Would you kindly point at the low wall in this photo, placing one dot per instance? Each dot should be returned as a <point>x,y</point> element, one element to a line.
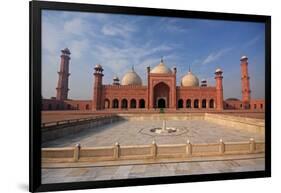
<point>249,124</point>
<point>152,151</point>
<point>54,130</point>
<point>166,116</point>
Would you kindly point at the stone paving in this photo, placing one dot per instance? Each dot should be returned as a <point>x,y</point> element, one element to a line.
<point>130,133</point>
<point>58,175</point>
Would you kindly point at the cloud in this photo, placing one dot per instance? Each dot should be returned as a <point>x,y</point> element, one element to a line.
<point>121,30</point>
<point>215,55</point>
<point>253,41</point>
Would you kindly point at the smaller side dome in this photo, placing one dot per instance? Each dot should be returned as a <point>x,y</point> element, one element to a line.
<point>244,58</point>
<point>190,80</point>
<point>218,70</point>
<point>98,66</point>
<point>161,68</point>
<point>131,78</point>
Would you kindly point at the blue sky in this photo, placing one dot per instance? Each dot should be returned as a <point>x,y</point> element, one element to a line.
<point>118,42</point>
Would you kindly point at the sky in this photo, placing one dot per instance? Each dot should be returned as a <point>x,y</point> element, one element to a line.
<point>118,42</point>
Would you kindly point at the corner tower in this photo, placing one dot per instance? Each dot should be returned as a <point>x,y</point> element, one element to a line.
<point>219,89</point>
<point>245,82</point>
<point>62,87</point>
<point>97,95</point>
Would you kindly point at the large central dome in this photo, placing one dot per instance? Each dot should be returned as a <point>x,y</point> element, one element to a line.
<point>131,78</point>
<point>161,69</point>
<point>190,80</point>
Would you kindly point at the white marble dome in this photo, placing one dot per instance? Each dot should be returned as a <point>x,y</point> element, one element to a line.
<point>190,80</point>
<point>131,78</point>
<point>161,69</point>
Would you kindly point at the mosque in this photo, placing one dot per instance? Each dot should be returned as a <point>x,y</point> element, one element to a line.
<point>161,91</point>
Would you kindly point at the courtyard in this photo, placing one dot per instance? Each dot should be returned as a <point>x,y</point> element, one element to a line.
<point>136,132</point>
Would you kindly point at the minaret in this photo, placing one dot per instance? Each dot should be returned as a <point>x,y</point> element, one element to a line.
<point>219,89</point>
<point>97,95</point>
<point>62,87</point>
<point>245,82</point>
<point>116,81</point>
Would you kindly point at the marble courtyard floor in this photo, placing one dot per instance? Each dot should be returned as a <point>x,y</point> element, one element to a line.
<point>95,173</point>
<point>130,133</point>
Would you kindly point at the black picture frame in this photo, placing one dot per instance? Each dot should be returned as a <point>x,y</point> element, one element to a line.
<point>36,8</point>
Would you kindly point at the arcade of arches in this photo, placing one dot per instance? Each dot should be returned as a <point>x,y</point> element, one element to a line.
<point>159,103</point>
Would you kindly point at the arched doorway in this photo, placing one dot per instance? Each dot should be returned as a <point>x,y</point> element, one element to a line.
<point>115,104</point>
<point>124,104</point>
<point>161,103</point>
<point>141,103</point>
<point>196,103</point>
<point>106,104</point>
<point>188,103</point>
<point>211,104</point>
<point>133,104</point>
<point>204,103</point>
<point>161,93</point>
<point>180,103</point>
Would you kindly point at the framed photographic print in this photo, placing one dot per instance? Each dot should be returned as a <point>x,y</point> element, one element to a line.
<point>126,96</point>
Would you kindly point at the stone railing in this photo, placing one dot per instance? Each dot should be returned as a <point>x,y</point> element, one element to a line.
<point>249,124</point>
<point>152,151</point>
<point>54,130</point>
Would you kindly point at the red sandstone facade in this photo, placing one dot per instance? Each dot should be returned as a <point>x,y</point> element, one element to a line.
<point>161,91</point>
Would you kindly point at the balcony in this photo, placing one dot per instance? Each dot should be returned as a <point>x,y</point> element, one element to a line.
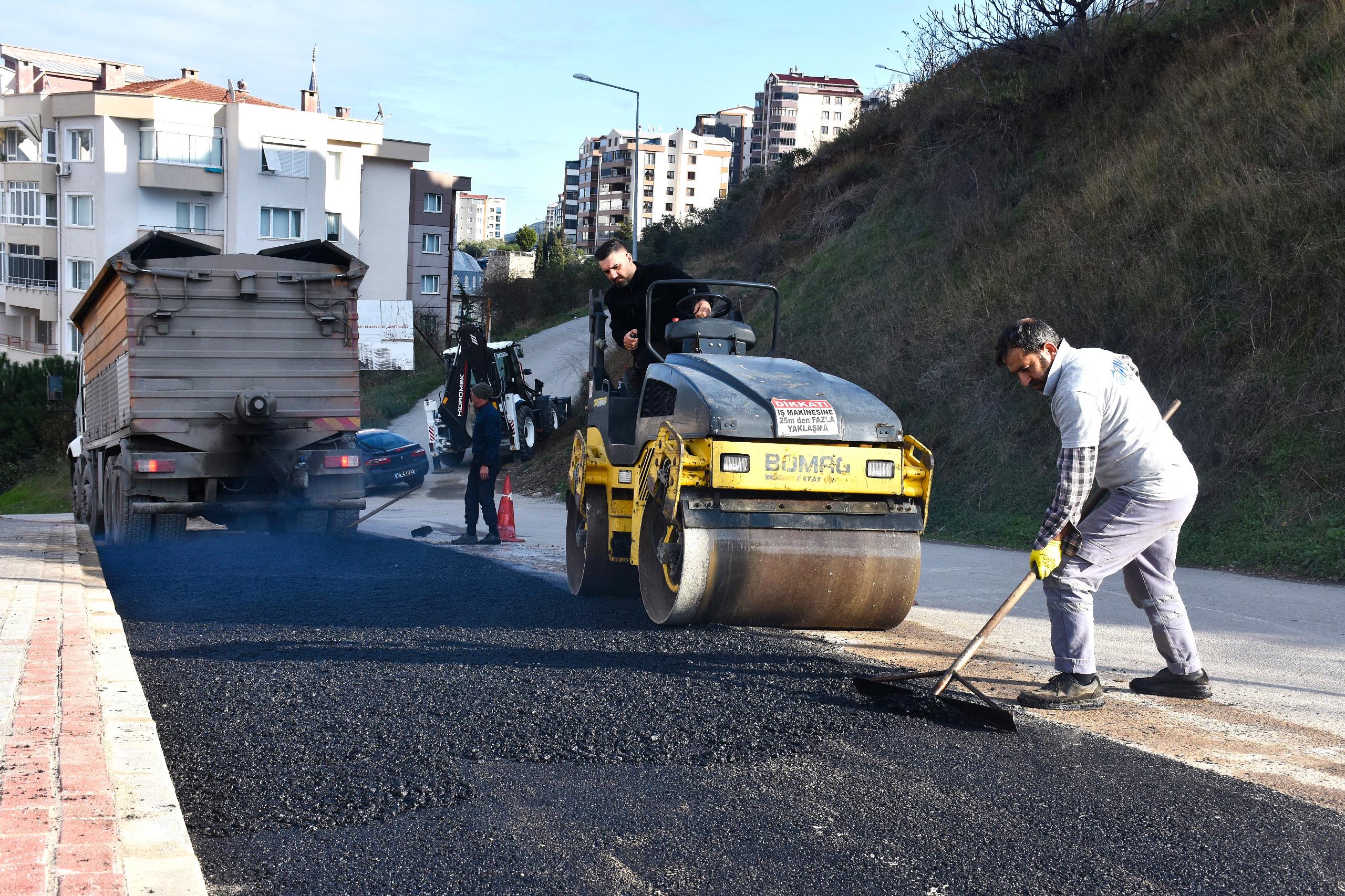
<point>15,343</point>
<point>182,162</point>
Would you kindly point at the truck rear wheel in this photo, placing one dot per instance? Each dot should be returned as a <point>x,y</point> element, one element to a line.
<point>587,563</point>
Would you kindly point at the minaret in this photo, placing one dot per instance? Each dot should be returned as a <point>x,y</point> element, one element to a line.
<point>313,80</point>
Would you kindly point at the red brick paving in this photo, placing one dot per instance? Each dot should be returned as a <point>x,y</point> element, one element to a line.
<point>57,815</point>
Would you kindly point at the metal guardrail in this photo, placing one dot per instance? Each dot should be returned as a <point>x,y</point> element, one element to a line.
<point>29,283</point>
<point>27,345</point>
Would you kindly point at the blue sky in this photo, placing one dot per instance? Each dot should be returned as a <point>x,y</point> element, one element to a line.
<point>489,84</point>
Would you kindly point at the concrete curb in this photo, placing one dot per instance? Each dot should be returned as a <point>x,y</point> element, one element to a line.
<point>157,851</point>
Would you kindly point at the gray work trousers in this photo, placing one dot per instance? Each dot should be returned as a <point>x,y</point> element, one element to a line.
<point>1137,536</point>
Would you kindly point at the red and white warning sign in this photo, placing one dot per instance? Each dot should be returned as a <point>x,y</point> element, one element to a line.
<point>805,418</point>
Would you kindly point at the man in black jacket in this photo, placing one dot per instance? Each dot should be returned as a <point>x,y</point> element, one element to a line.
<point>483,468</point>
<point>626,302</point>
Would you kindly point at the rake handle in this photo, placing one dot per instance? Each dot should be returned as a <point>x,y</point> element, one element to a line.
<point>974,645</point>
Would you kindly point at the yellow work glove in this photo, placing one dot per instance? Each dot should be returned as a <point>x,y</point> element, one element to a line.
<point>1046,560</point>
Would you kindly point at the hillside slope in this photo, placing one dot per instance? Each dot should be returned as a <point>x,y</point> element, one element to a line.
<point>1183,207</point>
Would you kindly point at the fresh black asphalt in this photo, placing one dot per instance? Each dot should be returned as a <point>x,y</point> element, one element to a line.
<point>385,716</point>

§ **Brief**
The material is to be reproduced verbatim, and no picture may appear in the copy.

§ **Worked solution**
Would you kindly point at the low wall in this photo, placing one dot per instance? Each dot should be returned as a <point>x,y</point> element, one element to a line.
<point>249,124</point>
<point>152,151</point>
<point>54,130</point>
<point>166,116</point>
Would you kindly point at the stone paving in this photo, placing one dot per instance? Each dot should be returned as a <point>x,y</point> element, one element to a line.
<point>130,133</point>
<point>58,175</point>
Would you kindly point at the cloud in this photo, placing one dot per instance? Each dot should be returned as a <point>x,y</point> element, one element to a line.
<point>121,30</point>
<point>215,55</point>
<point>253,41</point>
Would you kindly point at the smaller side dome in this photo, placing one dot per instance? Each dot should be returned as a <point>x,y</point> element, one element to a line.
<point>244,58</point>
<point>190,80</point>
<point>218,70</point>
<point>98,66</point>
<point>161,68</point>
<point>131,78</point>
Would you kindly point at the blue sky in this photo, placing one dot per instance? Each dot should be returned as a <point>x,y</point> element, one element to a line.
<point>118,42</point>
Would you kindly point at the sky in this photo, placing one dot per instance? Each dot should be returned as a <point>x,y</point> element, one element to a line.
<point>118,42</point>
Would you kindly point at the corner tower in this photo, placing one dot per instance? Each dot should be returned as a <point>x,y</point> element, one element to a line.
<point>219,89</point>
<point>245,82</point>
<point>62,87</point>
<point>97,95</point>
Would you kindly point at the large central dome in this photo, placing one dot per instance? Each dot should be returned as a <point>x,y</point> element, one element to a line.
<point>131,78</point>
<point>161,69</point>
<point>190,80</point>
Would you kindly point at the white marble dome in this photo, placing one dot per instance? Each dot should be returned as a <point>x,y</point> element, one element to a line.
<point>190,80</point>
<point>131,78</point>
<point>161,69</point>
Would you kindly point at the mosque in this photo, placing one dot per instance? Each dot should be returned as a <point>x,y</point> element, one element to a line.
<point>161,91</point>
Would you kindly point at the courtyard in this photo, placing one dot per instance? Each dot should be returned as a <point>x,y</point> element, one element to a line.
<point>136,132</point>
Would you kindly point at the minaret in this photo, placing one dot per instance? Each dot should be returned as a <point>x,y</point> element, one element to a line.
<point>219,89</point>
<point>97,95</point>
<point>62,87</point>
<point>245,82</point>
<point>116,81</point>
Would you kindly point at the marble courtyard floor in this photo, placing one dot per instance? Each dot should be returned as a <point>x,y</point> element, one element to a line.
<point>95,173</point>
<point>130,133</point>
Would you kindly point at the black picture frame in this photo, placing one dot per instance? Each dot should be returned as a <point>x,y</point> element, one element to a line.
<point>36,8</point>
Would you kindly point at the arcade of arches in this photo, placing one dot per instance? Each dot should be returned as a <point>x,y</point> element, one element to a line.
<point>159,103</point>
Would you kindly point at the arched doorway in this photo, placing one dot per instance? Each dot should be returned as a <point>x,y</point> element, one element to a line.
<point>115,104</point>
<point>124,104</point>
<point>161,103</point>
<point>141,103</point>
<point>196,103</point>
<point>106,104</point>
<point>188,103</point>
<point>211,104</point>
<point>133,104</point>
<point>204,103</point>
<point>161,93</point>
<point>180,103</point>
Would you kindly point at the framed photographic print in this photo, placing one dot per instance? Each dot should be returned as a <point>x,y</point> element, one element to a line.
<point>126,96</point>
Would you kindly point at the stone railing in this photo, placing one dot per instance? Each dot should be returned as a <point>x,y</point> element, one element to a line.
<point>249,124</point>
<point>152,151</point>
<point>54,130</point>
Would you kindly point at the red sandstone facade in this photo, placing one dot per instance? Each dot should be returned as a <point>x,y</point> element, one element to a line.
<point>161,91</point>
Would you kindly point at the balcony in this photo, placing one dot per instance? Each dot should be returned as a <point>x,y</point> element, one element to a line.
<point>15,343</point>
<point>182,162</point>
Would you kindly point at the truck rear wheel in this photo, placing one dot per instance? Each dot should be returned as a <point>x,y</point> element, one element to a line.
<point>587,563</point>
Would you kindly point at the minaret in this photo, placing one dot per instance? Each dot should be returned as a <point>x,y</point> element, one element to a line.
<point>313,80</point>
Would you kindly point at the red brick paving in this photo, placing one dot per instance? Each dot should be returned as a <point>x,y</point> element, one element to a line.
<point>57,815</point>
Would you kindly point at the metal guardrail in this photo, placing one dot per instance? Each dot should be returned as a <point>x,y</point> element, one element to a line.
<point>29,283</point>
<point>27,345</point>
Would you kindly point at the blue sky in this photo, placing one dot per instance? Each dot should be returned as a <point>x,y</point> element, one element to a line.
<point>489,84</point>
Would you kindly point at the concrete curb in this photo, placing one dot per instance? Each dot should be returned as a <point>x,y</point> element, one element to a line.
<point>157,851</point>
Would you kindly point at the gray work trousers in this photo, placing one dot per instance? Each dot should be returned as a <point>x,y</point> element, one element to a line.
<point>1137,536</point>
Would you kindly point at the red and white warning sign in this photo, placing one dot per instance? Each dot should be returned as a <point>x,y</point> element, one element to a line.
<point>805,418</point>
Would you kindly point at the man in black jacket in this photo, placing one dot per instance? Each dot should be returned as a <point>x,y</point> element, one element to a line.
<point>483,468</point>
<point>626,302</point>
Would you kindly point at the rake handle in this photo, placing one dot per instance? Each dot should be returned as a <point>x,y</point> element, one element to a line.
<point>974,645</point>
Would you kindly point at the yellow work glove in this photo, placing one dot per instance? Each dot should be returned as a <point>x,y</point> element, one element to a line.
<point>1046,560</point>
Would you kindly point at the hillside slope in this photo, placing one dot per instance? Each dot should be returned as a <point>x,y</point> element, one element to a line.
<point>1183,207</point>
Would you kindly point at the fresh black asphalt in this photo, placing one dot per instance? Each dot should be returned as a <point>x,y</point> element, one element to a line.
<point>385,716</point>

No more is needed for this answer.